Input data
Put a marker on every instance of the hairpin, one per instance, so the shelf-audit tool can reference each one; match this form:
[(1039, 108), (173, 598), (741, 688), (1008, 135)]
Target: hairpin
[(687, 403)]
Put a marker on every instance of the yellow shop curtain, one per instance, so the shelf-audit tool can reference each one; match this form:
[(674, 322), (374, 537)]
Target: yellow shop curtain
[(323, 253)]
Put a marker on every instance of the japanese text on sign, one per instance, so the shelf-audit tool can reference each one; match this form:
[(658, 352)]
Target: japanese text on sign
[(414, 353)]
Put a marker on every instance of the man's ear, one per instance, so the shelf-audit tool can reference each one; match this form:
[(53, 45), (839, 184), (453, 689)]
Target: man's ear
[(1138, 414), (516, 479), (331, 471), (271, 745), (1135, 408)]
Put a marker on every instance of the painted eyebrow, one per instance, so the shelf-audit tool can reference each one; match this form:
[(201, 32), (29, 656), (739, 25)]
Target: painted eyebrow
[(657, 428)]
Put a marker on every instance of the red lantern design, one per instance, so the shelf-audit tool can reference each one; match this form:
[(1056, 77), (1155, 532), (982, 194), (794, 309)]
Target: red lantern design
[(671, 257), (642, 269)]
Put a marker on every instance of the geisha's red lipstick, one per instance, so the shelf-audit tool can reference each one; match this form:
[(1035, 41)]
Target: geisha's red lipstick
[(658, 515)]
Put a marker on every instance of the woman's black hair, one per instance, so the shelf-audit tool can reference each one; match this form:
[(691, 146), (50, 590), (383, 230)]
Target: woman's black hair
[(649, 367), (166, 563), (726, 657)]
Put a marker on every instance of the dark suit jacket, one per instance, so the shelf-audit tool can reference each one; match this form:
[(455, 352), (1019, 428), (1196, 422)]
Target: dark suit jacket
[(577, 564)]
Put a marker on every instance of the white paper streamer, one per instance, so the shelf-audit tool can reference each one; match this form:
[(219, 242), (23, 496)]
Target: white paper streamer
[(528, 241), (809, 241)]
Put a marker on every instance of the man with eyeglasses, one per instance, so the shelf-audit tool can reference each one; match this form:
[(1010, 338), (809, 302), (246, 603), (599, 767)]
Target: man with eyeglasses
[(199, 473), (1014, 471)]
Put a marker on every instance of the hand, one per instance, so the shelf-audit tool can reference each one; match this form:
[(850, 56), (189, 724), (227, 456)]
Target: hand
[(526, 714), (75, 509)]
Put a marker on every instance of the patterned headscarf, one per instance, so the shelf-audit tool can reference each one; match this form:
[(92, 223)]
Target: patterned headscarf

Written task
Rewrite every line of the data, starting at its first line and ending at the line containing "[(687, 403)]", with both ends included. Shift each coordinate in the answer point lists by adding 73 to it, and leave all other numbers unchanged.

Final result
Put a marker on every instance of the hairpin, one per instance, so the shelf-audit tool can reference each one; match this form:
[(1039, 108), (173, 598), (741, 688), (1008, 135)]
Target: hairpin
[(760, 476)]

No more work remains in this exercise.